** Start Data rows **
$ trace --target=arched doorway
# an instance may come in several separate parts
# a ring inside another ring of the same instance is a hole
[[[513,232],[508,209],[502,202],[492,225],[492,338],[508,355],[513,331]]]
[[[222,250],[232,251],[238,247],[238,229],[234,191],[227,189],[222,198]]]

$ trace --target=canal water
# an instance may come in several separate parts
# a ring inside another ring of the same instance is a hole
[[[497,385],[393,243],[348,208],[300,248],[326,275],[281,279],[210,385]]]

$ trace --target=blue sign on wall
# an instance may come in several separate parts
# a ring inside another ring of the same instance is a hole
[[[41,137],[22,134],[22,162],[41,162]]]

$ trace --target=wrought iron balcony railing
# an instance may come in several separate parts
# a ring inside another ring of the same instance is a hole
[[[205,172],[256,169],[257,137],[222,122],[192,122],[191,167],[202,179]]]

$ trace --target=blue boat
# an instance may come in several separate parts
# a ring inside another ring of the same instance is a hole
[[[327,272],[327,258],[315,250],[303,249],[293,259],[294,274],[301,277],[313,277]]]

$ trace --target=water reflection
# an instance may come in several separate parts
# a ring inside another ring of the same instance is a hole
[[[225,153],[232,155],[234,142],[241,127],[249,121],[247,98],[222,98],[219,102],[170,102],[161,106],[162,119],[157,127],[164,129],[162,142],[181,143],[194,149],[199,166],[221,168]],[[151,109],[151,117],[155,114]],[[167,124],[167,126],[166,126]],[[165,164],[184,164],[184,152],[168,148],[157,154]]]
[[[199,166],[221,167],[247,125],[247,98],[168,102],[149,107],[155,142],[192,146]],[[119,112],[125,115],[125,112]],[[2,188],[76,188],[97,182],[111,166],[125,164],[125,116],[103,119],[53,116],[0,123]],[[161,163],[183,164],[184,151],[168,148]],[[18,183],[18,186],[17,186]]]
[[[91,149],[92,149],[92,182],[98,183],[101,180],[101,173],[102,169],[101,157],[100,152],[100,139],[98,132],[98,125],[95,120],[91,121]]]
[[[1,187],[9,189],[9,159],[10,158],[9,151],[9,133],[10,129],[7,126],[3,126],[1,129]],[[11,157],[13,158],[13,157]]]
** End Data rows **
◆ **Exercise details**
Reproduce all of the rows above line for line, keeping every character unchanged.

◆ **Solution to this exercise**
$ trace --target=arched doorway
# an instance may come in several separate parts
# a ring inside another ring of the same instance is a hole
[[[513,232],[508,209],[502,202],[492,225],[492,338],[508,355],[513,331]]]
[[[222,250],[232,251],[238,247],[238,229],[234,191],[227,189],[222,198]]]

$ trace --target=canal water
# an instance may come in several separate parts
# a ring inside another ring of the same instance is a hole
[[[497,385],[393,243],[348,208],[300,248],[326,275],[281,279],[210,385]]]

$ trace --target=blue sign on wall
# an instance may come in several separate parts
# a ring inside another ring of the same instance is a hole
[[[41,137],[22,134],[22,162],[41,162]]]

$ trace --target=wrought iron balcony railing
# an instance may come in several separate parts
# a ring inside another ring of the same instance is a hole
[[[205,172],[256,169],[257,137],[222,122],[192,122],[191,167],[202,179]]]

$ trace --target=blue boat
# an instance may come in several separate parts
# a ring inside another ring of the same instance is a hole
[[[327,272],[327,258],[315,250],[303,249],[293,259],[294,274],[301,277],[313,277]]]

$ trace --target=water reflection
# an instance may come in several separate parts
# a ring inside another ring of the same instance is a hole
[[[225,153],[232,155],[234,142],[241,127],[249,121],[247,98],[222,98],[219,102],[170,102],[161,106],[162,119],[157,127],[164,129],[162,142],[181,143],[194,149],[199,166],[221,168]],[[151,109],[151,117],[155,114]],[[167,124],[167,126],[166,126]],[[165,164],[184,164],[184,152],[168,148],[157,154]]]
[[[199,166],[221,167],[247,125],[247,98],[168,102],[149,107],[155,142],[192,146]],[[119,112],[125,115],[125,112]],[[2,188],[76,188],[97,182],[111,166],[125,164],[125,116],[103,119],[53,116],[0,123]],[[161,163],[183,164],[184,151],[168,148]],[[18,183],[18,186],[17,186]]]
[[[91,149],[92,149],[92,182],[98,183],[101,180],[101,173],[102,169],[101,157],[100,152],[100,139],[98,132],[98,125],[95,120],[91,121]]]
[[[1,187],[9,189],[9,159],[10,158],[9,151],[9,133],[10,129],[7,126],[3,126],[1,129]],[[11,157],[13,158],[13,157]]]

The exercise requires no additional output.